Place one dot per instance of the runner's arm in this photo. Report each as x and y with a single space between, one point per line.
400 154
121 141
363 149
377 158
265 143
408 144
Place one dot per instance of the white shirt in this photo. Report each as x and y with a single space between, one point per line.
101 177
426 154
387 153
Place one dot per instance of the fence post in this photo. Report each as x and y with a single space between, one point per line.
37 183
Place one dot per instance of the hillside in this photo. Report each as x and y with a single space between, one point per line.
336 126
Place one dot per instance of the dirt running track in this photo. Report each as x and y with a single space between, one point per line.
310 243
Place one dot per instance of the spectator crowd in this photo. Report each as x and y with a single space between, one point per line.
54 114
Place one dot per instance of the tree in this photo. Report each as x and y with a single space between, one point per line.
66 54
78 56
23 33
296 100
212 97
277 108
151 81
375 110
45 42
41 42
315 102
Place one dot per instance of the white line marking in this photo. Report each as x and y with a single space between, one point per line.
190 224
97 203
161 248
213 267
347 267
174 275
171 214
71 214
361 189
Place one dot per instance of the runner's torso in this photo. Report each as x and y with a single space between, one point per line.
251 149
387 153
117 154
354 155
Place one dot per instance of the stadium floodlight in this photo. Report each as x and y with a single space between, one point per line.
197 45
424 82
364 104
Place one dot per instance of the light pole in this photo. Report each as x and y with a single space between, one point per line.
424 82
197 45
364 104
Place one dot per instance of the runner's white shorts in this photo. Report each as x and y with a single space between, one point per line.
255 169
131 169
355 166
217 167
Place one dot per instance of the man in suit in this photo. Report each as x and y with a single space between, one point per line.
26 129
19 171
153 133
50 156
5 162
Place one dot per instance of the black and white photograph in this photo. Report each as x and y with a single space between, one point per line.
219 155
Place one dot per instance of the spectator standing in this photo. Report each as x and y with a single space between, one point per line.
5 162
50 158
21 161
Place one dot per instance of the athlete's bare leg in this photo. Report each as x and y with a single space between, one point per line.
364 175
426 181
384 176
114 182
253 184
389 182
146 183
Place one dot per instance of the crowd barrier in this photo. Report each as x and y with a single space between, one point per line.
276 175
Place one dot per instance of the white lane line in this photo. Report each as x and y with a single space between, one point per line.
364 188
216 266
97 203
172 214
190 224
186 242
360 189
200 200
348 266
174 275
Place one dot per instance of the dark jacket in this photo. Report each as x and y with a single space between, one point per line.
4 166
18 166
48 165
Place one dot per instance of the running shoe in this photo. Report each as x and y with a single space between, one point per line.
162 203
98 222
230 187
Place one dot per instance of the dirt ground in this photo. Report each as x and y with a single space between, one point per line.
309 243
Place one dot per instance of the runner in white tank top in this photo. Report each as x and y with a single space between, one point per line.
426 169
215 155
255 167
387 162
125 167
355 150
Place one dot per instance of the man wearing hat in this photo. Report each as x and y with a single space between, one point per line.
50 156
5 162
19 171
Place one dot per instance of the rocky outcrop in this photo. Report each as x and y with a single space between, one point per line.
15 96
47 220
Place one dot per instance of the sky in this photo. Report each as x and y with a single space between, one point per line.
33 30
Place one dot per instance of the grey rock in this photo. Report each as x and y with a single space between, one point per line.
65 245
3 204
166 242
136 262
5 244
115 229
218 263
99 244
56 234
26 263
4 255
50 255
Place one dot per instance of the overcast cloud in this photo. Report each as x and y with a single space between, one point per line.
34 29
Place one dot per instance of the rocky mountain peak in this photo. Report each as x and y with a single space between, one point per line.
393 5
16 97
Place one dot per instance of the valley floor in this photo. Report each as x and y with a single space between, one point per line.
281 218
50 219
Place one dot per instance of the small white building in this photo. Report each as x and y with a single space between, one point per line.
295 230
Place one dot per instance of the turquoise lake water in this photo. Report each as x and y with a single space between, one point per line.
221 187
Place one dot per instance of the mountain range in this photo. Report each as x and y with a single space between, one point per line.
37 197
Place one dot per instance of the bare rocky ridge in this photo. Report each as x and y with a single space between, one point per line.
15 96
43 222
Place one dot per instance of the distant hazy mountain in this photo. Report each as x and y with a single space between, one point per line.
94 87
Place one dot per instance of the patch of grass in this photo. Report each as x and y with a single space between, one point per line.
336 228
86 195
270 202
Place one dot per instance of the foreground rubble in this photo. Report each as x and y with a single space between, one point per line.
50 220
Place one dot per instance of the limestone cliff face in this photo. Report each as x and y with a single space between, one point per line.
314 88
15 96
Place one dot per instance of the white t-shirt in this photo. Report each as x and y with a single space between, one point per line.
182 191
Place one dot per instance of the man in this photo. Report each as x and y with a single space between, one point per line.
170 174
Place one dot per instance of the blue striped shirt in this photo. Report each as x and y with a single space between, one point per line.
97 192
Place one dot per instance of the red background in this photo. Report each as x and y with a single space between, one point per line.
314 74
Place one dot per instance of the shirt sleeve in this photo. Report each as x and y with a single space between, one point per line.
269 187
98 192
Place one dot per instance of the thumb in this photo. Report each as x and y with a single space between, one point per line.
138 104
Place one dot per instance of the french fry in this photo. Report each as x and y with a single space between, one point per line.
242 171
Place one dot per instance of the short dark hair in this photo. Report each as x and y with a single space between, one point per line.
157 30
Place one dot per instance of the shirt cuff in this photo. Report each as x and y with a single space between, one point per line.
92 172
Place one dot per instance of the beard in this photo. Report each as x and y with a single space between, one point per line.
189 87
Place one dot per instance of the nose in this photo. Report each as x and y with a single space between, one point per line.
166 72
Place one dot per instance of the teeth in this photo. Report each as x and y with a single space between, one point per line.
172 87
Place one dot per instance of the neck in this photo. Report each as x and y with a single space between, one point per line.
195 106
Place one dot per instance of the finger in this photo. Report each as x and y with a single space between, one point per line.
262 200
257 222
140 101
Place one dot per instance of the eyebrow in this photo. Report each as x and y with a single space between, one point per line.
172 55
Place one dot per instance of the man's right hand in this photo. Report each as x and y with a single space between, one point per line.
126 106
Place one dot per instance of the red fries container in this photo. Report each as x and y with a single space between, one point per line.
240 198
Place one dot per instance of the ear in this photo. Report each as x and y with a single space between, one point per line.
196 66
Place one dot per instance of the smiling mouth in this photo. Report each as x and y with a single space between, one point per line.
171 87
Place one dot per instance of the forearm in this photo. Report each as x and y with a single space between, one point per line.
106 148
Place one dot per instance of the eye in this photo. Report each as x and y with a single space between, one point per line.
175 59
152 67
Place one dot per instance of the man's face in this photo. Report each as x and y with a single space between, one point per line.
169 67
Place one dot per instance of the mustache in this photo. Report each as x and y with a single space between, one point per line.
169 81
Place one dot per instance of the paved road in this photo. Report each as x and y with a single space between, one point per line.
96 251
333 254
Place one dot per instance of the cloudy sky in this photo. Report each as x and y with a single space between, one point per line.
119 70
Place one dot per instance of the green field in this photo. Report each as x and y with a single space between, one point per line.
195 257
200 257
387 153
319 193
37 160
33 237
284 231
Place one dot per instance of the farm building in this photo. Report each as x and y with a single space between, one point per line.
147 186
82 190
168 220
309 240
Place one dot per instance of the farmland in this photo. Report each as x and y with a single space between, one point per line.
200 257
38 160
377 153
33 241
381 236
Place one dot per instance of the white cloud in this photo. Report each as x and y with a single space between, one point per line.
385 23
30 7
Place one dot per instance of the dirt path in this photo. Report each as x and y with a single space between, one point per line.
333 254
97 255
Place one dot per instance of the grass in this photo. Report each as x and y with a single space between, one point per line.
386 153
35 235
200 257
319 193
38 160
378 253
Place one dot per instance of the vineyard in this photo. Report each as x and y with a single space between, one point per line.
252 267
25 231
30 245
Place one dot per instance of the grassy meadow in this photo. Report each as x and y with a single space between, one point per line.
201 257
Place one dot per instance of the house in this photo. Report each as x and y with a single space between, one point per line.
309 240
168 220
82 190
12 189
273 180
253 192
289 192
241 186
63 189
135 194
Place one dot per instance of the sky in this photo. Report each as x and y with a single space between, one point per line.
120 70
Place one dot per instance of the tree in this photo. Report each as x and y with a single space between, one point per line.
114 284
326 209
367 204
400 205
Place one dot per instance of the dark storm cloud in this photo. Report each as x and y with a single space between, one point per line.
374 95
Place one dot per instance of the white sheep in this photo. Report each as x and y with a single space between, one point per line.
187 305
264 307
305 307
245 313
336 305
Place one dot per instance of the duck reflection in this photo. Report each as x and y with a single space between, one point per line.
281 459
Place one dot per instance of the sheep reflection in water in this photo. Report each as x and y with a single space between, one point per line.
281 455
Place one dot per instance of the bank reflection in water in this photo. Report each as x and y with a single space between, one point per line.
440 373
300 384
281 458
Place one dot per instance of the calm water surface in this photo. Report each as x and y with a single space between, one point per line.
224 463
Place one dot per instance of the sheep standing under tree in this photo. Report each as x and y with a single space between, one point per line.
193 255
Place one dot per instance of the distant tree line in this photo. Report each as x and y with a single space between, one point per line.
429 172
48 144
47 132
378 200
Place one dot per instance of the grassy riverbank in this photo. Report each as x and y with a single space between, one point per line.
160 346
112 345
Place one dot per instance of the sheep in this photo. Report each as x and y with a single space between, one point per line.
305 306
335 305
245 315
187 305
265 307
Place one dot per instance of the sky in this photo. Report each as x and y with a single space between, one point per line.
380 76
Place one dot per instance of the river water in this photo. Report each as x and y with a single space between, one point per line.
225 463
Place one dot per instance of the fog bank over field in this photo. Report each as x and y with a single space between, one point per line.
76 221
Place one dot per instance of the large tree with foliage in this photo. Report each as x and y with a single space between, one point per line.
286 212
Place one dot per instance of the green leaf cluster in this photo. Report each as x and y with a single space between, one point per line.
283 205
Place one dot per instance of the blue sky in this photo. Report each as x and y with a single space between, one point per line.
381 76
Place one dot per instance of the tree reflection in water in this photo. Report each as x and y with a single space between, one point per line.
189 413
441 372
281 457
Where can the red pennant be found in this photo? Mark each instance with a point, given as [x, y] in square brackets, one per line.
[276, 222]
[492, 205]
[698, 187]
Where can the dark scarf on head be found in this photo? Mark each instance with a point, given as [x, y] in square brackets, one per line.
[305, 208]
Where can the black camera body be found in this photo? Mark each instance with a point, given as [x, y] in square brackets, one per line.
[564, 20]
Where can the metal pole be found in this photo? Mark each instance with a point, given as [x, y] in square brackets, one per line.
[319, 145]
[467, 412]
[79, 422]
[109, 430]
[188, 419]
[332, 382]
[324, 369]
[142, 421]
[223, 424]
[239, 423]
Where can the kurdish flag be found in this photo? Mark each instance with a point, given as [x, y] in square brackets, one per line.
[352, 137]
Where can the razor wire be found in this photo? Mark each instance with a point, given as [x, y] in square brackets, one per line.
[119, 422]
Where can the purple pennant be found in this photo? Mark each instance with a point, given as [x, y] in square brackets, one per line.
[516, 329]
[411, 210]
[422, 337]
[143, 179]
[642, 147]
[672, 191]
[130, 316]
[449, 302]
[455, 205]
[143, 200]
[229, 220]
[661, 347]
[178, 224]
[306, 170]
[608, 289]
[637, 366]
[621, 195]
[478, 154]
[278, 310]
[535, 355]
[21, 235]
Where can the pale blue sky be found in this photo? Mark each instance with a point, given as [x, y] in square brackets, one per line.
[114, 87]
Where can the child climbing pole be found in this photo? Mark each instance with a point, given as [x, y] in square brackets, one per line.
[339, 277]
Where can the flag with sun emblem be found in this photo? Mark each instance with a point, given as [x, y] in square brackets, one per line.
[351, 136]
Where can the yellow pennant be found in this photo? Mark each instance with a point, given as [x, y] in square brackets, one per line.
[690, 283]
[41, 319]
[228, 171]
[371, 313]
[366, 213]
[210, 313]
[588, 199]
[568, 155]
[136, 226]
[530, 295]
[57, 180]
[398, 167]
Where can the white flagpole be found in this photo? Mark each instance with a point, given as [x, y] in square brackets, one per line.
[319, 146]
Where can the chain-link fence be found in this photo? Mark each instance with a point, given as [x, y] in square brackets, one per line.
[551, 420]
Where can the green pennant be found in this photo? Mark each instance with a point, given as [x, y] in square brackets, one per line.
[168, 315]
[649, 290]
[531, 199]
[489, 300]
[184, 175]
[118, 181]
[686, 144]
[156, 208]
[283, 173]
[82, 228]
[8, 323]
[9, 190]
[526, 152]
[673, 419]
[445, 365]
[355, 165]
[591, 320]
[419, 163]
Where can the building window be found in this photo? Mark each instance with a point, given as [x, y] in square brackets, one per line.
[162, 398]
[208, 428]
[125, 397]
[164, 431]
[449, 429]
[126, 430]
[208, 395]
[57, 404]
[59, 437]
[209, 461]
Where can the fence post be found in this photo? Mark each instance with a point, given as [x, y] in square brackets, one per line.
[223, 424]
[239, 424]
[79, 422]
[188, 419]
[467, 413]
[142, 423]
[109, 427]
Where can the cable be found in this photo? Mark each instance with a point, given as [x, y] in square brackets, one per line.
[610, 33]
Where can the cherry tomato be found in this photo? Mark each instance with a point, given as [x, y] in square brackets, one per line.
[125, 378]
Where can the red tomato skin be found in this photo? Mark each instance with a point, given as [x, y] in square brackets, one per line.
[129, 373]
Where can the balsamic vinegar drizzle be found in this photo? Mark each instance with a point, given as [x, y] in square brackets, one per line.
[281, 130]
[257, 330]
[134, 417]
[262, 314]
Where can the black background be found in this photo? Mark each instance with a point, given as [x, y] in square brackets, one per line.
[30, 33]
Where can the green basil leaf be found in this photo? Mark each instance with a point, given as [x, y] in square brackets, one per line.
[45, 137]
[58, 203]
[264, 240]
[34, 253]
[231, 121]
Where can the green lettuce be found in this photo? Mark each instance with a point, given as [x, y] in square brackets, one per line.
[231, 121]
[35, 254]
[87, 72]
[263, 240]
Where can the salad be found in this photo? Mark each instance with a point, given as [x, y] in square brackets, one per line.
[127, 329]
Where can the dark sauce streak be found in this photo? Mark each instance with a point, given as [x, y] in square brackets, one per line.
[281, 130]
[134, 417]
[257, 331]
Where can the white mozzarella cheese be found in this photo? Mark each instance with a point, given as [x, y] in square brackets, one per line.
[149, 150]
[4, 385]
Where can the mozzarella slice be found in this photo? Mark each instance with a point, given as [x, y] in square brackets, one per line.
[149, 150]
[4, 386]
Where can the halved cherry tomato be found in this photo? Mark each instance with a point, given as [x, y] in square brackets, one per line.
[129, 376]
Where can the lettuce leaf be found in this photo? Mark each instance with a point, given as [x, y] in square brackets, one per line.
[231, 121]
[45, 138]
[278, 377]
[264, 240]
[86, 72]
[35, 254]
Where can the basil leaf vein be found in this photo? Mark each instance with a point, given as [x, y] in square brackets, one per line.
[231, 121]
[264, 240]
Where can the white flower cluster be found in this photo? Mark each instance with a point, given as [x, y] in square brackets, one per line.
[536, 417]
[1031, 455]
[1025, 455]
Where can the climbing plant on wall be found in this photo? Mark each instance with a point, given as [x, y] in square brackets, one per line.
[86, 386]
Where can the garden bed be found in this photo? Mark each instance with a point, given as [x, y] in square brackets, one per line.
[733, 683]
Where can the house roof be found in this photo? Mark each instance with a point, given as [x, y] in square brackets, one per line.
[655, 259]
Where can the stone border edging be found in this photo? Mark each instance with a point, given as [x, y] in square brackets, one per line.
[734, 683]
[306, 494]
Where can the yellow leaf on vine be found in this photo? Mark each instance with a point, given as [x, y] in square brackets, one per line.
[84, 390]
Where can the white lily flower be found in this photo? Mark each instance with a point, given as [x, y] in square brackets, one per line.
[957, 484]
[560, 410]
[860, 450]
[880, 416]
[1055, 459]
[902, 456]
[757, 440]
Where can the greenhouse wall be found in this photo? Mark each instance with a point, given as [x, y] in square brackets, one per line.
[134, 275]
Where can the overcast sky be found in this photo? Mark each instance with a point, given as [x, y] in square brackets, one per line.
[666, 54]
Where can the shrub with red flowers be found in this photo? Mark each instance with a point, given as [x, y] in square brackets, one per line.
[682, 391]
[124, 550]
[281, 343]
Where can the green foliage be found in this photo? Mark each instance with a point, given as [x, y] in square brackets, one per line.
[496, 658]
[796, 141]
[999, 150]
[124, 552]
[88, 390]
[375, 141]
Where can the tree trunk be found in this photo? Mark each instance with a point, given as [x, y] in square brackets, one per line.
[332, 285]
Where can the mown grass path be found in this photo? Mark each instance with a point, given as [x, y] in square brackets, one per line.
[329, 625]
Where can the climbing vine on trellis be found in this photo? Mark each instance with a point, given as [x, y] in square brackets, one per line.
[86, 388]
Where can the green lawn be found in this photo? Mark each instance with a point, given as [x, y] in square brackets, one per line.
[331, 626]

The problem >> Using the records above, please retype only the run of lines from the line holding "Where can the yellow leaf" through the last line, both ends included.

Exercise response >>
Where can the yellow leaf on vine be found in this photo? Mark each instance with a point, given as [x, y] in square brackets, one per line.
[84, 390]
Where can the white lily flower be found in this photo? Mark each instance with a point, given as [x, y] in square brackets, one per line.
[957, 484]
[560, 410]
[860, 450]
[880, 416]
[1055, 459]
[902, 456]
[757, 440]
Where can the greenhouse wall be found in this photo? Mark each instance with a point, given as [x, y] in square brackets, one per line.
[134, 275]
Where can the overcast sky be found in this photo? Mark each instance with a point, given as [x, y] in square brackets, one per line.
[666, 54]
Where can the shrub with red flowers be found in this photo? Mark each instance with a point, given as [x, y] in square brackets, one per line.
[682, 391]
[124, 550]
[281, 343]
Where can the green foliage be found in this photo? Mark each instance with a point, given as [x, y] in square brackets, one per line.
[496, 658]
[796, 141]
[999, 150]
[124, 552]
[88, 390]
[375, 141]
Where can the tree trunk be found in this photo? Mark each instance with a point, given as [x, y] in square brackets, one per line.
[332, 285]
Where can the mown grass path be found in this photo? Mark each instance with a point, given as [x, y] in square brackets, one per line.
[329, 625]
Where can the climbing vine on trellis be found in this photo? Mark each instance with a point, given as [x, y] in square brackets, one per line.
[86, 388]
Where can the green lawn be found in this photo? Mark each instance with a point, given as [x, y] in square brackets, one per line.
[331, 626]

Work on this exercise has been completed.